» **Provided passage**:

┄┄┄┄┄┄┄┄┄┄┄┄┄┄┄┄┄┄┄┄

Last week I wrote about managing mutual friendships after separation. This week, I wanted to look at managing our children’s emotions and needs after separation.
It is difficult to know whether children expect their parents to separate because they see the unhappiness or conflict, or whether it comes or came as a surprise. Some children are more verbal than others, and have no difficulty expressing their sadness, frustrations or anger. Then there are others who suffer in silence. As a parent we don’t like to watch our little ones suffer. Often the decision to separate from the other parent is put on hold because of the perceived impact to our children. But in the long run, is that the best decision for our children?
Children need healthy and happy parents to flourish and meet their potential. Isn’t it important that our children grow up observing a healthy loving marriage as opposed to ‘best friends’ living together. Children ‘learn’ behaviour, they aren’t born knowing what to do. If there are no displays of affection, laughter, kindness and love etc, the traits to a happy and healthy relationship, what are we teaching our children about those relationships and how to make it work.
Another example is if a child observes their parents constantly fighting and arguing, what does that child learn? I am not in any way an expert in domestic and family violence therapy, however, enough has been written about the generational impact on children from a domestically violent household. It is or can be cyclic and learned engrained behaviours.
So, after having ‘segwayed’ from the topic, when a separation occurs how do we manage our children’s emotions and needs. I think it’s important to try and talk to them in a child appropriate way and there in-lies a difficulty. Often, we aren’t trained to have these discussions, especially in circumstances where there are high levels of distress and anxiousness in a child. I have seen the result of those difficult conversations in my family law clients and in the parenting mediations I have facilitated. Complaints are made that the children have been ’manipulated’ or are ‘aligned’ with one parent because of the post-separation discussions between the children and the parent. Blame, anger and hurt can be at the forefront of a parent’s mind when they talk to their children about how they are coping after separation. It can be a silent subconscious curse. That parent believes they are working through the child’s pain coming from the separation – a separation they perhaps believe was caused solely by the other parent.

┄┄┄┄┄┄┄┄┄┄┄┄┄┄┄┄┄┄┄┄

» **Study material**:

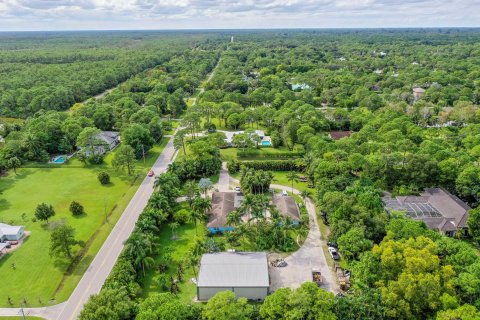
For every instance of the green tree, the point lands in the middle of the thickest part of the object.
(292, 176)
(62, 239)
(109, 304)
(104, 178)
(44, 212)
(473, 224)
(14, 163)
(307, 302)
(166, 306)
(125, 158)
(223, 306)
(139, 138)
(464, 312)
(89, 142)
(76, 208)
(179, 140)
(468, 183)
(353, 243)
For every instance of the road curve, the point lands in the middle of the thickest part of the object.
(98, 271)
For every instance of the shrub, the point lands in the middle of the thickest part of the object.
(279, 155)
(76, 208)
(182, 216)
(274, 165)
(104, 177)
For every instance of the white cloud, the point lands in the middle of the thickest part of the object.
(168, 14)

┄┄┄┄┄┄┄┄┄┄┄┄┄┄┄┄┄┄┄┄

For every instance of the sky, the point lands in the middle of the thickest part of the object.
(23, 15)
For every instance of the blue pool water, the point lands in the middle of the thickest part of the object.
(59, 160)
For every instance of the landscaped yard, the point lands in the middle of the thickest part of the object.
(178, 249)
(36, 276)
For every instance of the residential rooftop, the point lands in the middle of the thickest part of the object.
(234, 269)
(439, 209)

┄┄┄┄┄┄┄┄┄┄┄┄┄┄┄┄┄┄┄┄

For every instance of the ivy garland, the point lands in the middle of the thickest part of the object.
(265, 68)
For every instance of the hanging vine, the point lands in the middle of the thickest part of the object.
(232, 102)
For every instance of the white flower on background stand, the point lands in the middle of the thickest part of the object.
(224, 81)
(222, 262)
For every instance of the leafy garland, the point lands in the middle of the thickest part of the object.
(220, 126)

┄┄┄┄┄┄┄┄┄┄┄┄┄┄┄┄┄┄┄┄

Can you pick up the post on managing children's emotions after separation and carry it on from its last sentence? The material above comes from an unrelated source.

Solicitors and parents are not generally qualified to provide therapy, so why do it to our most precious loved ones. I initially wrote about the 5-stages of grief and how it applies to a relationship breakdown. A separation is the loss of a relationship. A parental separation is a ‘loss’ for a child or children. Why wouldn’t we manage their grief similarly to the way an adult manages their grief. Obtain qualified professional help for your children where appropriate. When telling your children about a separation, where you can, do it together. Where this is not possible and it is appropriate, ask a counsellor to help explain the decision. Get it right from the beginning.
When it comes time to decide about your children, do not involve them! It is an adult dispute and they do not need the burden or knowledge of that dispute. The separation is hard enough for them. Routine and consistency is beneficial. They need their extended family and friends. Minimise change as best as you can and most importantly, give them LOVE. A child can never have too many people in their life that love them.